Start of Data supplied

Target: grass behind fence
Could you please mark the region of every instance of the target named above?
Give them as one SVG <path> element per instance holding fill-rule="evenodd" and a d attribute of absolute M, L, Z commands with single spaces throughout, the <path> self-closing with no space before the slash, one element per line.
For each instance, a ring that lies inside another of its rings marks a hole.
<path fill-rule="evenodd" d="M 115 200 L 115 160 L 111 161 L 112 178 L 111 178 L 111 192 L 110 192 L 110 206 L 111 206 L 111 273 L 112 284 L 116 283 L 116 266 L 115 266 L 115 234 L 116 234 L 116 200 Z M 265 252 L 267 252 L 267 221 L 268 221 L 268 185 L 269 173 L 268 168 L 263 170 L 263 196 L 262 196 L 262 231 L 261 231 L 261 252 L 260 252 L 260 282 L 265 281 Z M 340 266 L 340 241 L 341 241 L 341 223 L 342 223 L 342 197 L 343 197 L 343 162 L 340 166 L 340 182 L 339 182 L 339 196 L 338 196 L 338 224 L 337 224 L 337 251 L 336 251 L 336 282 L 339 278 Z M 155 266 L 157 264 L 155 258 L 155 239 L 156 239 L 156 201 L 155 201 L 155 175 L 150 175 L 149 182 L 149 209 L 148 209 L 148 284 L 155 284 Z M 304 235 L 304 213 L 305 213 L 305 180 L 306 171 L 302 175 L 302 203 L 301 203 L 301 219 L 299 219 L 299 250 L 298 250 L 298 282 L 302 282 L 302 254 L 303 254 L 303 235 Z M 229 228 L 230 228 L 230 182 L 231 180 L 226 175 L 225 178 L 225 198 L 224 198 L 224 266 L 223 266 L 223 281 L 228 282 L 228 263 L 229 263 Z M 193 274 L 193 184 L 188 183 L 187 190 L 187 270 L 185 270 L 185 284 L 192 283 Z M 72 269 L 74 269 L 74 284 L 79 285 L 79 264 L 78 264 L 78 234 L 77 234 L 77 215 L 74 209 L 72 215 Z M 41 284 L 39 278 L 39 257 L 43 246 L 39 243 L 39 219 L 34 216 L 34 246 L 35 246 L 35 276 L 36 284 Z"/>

End of Data supplied

Instruction: Reproduce the data from its first line through the line containing "For each instance, a", changing "region" to "area" and leaving all other text unaltered.

Answer in full:
Target: grass behind fence
Could you please mark the area of every instance of the target named above?
Give them as one SVG <path> element per instance holding fill-rule="evenodd" and a d attribute of absolute M, L, Z commands with single spaces throughout, the <path> self-closing with no space before the slash, one element per line.
For each instance, a ring that lies inside another of its rings marks a hole.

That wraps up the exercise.